→ Source data:
-- BEGIN --

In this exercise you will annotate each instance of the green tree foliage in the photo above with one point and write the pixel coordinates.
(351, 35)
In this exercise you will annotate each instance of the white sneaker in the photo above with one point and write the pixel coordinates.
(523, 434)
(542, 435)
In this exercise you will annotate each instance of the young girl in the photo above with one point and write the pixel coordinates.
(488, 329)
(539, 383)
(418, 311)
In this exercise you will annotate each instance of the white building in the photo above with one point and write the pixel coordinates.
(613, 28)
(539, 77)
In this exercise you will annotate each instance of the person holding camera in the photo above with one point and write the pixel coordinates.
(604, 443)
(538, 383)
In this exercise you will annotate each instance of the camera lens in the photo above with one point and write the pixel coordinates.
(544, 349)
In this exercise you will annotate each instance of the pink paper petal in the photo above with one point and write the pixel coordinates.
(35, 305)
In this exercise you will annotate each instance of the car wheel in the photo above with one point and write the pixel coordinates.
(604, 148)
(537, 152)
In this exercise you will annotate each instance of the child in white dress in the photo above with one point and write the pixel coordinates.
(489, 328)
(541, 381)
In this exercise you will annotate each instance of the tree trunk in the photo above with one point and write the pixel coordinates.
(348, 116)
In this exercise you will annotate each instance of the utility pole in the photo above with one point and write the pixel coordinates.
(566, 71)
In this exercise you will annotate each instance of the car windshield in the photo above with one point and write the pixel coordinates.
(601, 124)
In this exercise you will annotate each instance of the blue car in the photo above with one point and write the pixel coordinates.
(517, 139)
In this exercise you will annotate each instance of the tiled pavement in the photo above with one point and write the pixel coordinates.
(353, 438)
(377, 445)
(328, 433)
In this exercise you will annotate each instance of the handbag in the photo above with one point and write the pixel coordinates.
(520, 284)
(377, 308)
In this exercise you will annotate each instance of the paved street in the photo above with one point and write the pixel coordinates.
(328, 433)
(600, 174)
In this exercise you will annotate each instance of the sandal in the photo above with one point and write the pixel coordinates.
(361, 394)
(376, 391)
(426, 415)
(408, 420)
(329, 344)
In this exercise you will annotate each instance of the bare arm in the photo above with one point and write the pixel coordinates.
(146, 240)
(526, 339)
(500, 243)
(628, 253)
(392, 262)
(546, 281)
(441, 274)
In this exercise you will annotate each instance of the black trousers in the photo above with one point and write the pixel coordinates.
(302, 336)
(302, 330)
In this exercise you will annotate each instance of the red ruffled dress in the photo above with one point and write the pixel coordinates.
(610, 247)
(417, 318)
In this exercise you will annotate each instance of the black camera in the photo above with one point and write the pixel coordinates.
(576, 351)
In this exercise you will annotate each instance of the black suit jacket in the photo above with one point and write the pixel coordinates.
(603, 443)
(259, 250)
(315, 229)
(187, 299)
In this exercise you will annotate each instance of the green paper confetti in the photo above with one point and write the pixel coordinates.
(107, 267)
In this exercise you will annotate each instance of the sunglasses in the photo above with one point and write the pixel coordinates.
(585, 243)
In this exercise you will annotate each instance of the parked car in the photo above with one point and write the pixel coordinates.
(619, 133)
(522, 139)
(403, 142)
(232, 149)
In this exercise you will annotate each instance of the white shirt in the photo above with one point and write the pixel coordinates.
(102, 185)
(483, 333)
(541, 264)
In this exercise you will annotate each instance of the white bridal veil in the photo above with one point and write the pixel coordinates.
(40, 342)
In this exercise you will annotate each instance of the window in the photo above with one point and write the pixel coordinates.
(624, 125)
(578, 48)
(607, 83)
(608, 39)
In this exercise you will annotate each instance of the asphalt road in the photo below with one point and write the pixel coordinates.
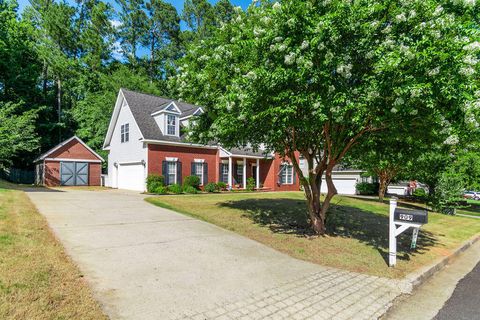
(465, 300)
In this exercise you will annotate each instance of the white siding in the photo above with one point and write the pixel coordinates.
(127, 152)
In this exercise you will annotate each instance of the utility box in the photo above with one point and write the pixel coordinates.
(412, 216)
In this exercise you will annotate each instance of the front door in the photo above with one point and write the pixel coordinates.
(73, 173)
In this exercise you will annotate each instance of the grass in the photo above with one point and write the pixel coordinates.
(357, 238)
(37, 278)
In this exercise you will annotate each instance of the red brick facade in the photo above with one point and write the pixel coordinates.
(269, 168)
(71, 151)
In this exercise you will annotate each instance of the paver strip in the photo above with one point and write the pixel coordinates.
(145, 262)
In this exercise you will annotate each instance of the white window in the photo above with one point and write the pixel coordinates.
(171, 125)
(198, 171)
(172, 172)
(124, 132)
(240, 173)
(287, 174)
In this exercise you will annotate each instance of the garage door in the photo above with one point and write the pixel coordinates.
(344, 186)
(73, 173)
(131, 177)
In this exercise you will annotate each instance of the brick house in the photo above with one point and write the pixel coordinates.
(70, 163)
(146, 136)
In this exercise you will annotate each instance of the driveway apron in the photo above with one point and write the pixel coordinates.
(145, 262)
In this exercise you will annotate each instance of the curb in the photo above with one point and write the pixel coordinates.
(415, 279)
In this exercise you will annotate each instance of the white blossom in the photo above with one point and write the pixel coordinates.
(290, 58)
(474, 46)
(401, 17)
(438, 11)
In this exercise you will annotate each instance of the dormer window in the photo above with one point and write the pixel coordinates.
(124, 132)
(171, 125)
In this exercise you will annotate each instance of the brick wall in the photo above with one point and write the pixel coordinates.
(73, 150)
(186, 155)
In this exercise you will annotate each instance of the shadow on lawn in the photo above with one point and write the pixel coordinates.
(288, 216)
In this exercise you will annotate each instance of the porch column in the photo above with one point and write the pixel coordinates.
(258, 174)
(230, 173)
(244, 173)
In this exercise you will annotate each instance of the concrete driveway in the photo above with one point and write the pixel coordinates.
(145, 262)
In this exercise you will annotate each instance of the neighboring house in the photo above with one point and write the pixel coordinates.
(70, 163)
(146, 136)
(344, 179)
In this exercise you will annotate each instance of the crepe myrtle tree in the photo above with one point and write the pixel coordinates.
(315, 76)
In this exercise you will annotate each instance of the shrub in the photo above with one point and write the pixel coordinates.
(190, 189)
(211, 187)
(175, 188)
(367, 188)
(153, 182)
(250, 184)
(191, 181)
(222, 186)
(160, 190)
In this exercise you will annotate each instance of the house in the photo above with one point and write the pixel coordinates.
(70, 163)
(146, 136)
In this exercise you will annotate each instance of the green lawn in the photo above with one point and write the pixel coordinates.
(357, 237)
(37, 279)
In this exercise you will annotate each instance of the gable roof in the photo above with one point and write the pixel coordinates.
(61, 144)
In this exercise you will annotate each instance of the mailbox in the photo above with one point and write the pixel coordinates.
(413, 216)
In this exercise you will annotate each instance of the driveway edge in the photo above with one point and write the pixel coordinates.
(415, 279)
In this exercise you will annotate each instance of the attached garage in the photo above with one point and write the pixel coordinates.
(131, 176)
(70, 163)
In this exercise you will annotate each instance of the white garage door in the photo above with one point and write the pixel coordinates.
(344, 186)
(131, 177)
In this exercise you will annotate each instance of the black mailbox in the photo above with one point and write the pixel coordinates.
(414, 216)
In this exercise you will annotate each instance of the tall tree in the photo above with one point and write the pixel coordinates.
(314, 77)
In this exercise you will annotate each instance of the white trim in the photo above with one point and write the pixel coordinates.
(72, 160)
(165, 109)
(58, 146)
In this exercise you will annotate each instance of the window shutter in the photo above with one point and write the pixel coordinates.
(179, 172)
(165, 172)
(205, 173)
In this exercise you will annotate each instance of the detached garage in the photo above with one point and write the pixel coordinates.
(70, 163)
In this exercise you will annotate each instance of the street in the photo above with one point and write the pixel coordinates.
(452, 293)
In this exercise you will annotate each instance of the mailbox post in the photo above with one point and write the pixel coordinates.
(404, 219)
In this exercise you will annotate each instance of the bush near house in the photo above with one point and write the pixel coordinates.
(175, 188)
(191, 181)
(154, 181)
(211, 187)
(250, 184)
(367, 188)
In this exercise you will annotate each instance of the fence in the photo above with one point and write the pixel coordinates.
(18, 175)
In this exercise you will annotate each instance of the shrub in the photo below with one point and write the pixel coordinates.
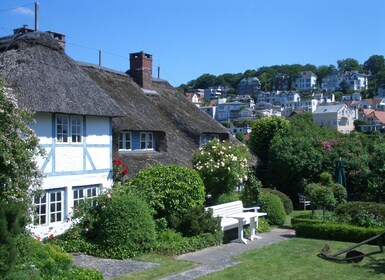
(174, 244)
(273, 206)
(39, 260)
(227, 197)
(196, 222)
(287, 203)
(168, 189)
(124, 225)
(366, 214)
(251, 189)
(222, 166)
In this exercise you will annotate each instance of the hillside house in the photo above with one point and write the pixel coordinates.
(338, 117)
(73, 124)
(306, 81)
(374, 121)
(355, 81)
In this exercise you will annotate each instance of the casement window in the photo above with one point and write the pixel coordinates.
(68, 129)
(146, 141)
(84, 192)
(125, 141)
(204, 138)
(49, 207)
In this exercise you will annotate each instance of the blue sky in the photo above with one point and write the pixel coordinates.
(188, 38)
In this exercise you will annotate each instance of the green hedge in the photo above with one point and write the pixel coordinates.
(332, 231)
(287, 203)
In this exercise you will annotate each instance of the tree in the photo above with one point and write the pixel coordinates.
(18, 150)
(222, 166)
(18, 175)
(348, 64)
(374, 64)
(263, 132)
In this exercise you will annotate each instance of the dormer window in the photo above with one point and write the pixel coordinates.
(125, 142)
(68, 129)
(204, 138)
(146, 141)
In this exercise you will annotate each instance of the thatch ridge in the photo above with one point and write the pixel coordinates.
(177, 123)
(44, 79)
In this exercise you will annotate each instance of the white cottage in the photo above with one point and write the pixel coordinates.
(73, 124)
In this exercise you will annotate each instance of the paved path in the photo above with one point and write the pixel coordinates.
(218, 258)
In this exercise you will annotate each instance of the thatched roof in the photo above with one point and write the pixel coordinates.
(44, 79)
(176, 122)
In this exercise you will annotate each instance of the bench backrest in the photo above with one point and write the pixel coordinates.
(226, 209)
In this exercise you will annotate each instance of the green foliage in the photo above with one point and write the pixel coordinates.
(45, 261)
(129, 232)
(227, 197)
(171, 243)
(18, 150)
(12, 222)
(222, 166)
(333, 231)
(125, 222)
(170, 190)
(320, 196)
(273, 206)
(263, 225)
(287, 203)
(250, 191)
(263, 132)
(364, 214)
(196, 222)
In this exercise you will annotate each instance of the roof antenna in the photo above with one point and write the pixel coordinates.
(36, 15)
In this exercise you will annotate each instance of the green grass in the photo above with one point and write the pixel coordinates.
(297, 259)
(167, 266)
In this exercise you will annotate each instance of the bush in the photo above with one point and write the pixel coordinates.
(287, 203)
(251, 189)
(124, 225)
(273, 206)
(366, 214)
(119, 226)
(196, 222)
(222, 166)
(39, 260)
(174, 244)
(168, 189)
(227, 197)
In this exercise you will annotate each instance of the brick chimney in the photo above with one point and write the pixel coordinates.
(141, 69)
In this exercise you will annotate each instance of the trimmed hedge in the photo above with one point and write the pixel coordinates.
(273, 206)
(287, 203)
(317, 229)
(366, 214)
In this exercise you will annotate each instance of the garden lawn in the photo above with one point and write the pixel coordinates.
(297, 259)
(167, 266)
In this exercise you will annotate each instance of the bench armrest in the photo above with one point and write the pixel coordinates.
(254, 209)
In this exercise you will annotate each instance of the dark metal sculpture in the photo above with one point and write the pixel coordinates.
(352, 255)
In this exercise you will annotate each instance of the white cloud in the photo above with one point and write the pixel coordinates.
(23, 11)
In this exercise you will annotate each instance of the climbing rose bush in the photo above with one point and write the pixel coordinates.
(222, 166)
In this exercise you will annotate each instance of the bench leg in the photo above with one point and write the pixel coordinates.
(240, 233)
(254, 228)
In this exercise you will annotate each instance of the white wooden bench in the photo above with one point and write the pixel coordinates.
(232, 217)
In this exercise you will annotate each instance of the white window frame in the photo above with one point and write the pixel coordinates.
(81, 193)
(50, 207)
(146, 141)
(204, 138)
(62, 128)
(76, 126)
(69, 129)
(124, 138)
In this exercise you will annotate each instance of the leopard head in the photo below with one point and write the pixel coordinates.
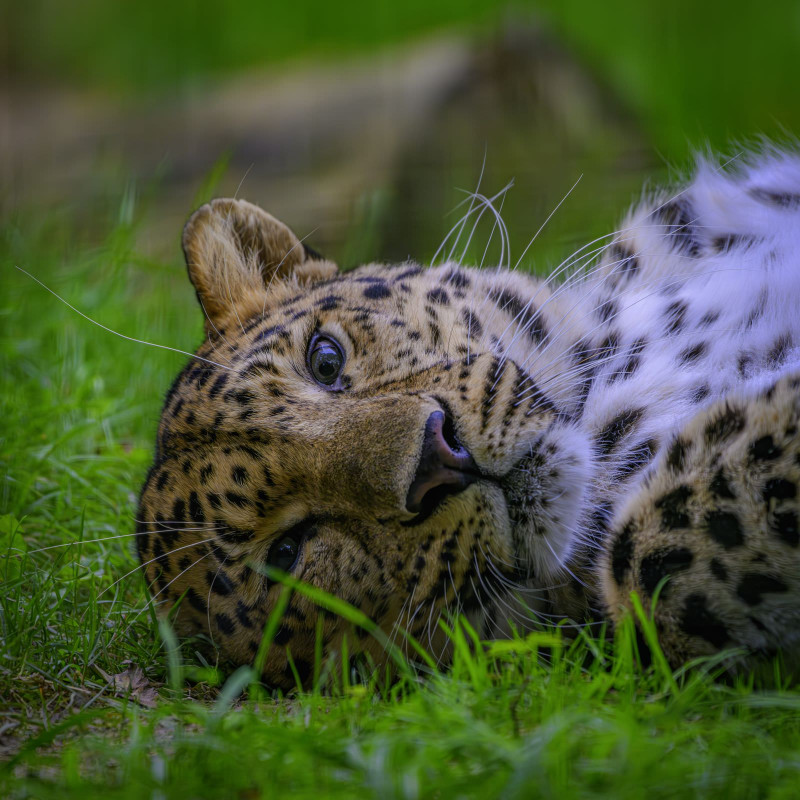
(375, 434)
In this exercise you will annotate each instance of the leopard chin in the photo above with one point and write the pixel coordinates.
(423, 442)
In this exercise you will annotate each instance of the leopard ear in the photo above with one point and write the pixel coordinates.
(235, 252)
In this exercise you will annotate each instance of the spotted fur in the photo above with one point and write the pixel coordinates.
(631, 428)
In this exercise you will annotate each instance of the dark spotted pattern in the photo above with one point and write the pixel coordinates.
(527, 436)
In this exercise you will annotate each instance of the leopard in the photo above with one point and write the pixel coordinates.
(428, 443)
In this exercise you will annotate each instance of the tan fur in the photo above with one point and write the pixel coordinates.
(252, 448)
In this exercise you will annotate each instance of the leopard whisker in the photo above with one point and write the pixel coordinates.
(117, 333)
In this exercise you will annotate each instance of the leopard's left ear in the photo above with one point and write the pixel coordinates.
(234, 253)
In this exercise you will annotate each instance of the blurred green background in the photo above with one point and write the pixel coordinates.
(360, 121)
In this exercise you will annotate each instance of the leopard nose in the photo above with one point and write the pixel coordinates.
(444, 468)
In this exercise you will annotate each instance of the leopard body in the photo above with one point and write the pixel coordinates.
(628, 424)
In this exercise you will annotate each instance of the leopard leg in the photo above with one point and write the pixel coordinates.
(717, 516)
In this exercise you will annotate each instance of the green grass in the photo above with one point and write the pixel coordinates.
(533, 717)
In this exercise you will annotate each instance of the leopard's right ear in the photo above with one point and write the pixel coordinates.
(236, 254)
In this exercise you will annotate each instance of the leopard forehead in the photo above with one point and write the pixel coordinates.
(487, 445)
(254, 455)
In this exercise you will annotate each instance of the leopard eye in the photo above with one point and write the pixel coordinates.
(325, 360)
(283, 554)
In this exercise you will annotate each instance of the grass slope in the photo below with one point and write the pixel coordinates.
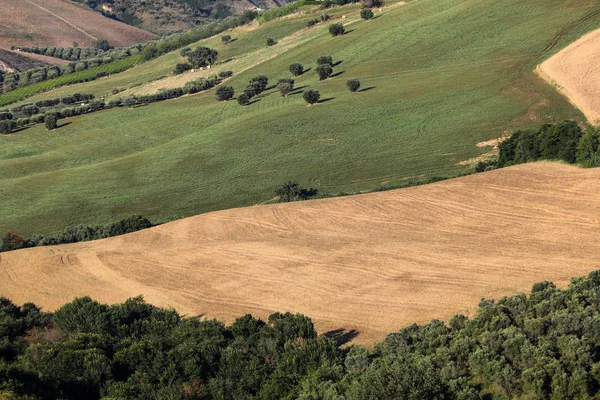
(372, 262)
(443, 75)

-- END --

→ Task requirements: Write out word for word every line from the line with "the leopard's right" through the final line of the records, both included, skipping the pictures.

→ Response below:
In this exercise you will annotate each instance of the leopard's right ear in the photo above with one point and write the pixel coordinates.
(236, 254)
In this exercise you will annotate each instance of the leopard forehead in the photo above with one point and write the pixel coordinates.
(487, 445)
(254, 455)
In this exercise you will annotate each instance of the leopard eye in the photo above with one point and write the pixel coordinates.
(325, 360)
(283, 554)
In this exercise you will annotate each instance of the grass slope in the photo below with one point and write the pixel coordinates.
(372, 262)
(443, 75)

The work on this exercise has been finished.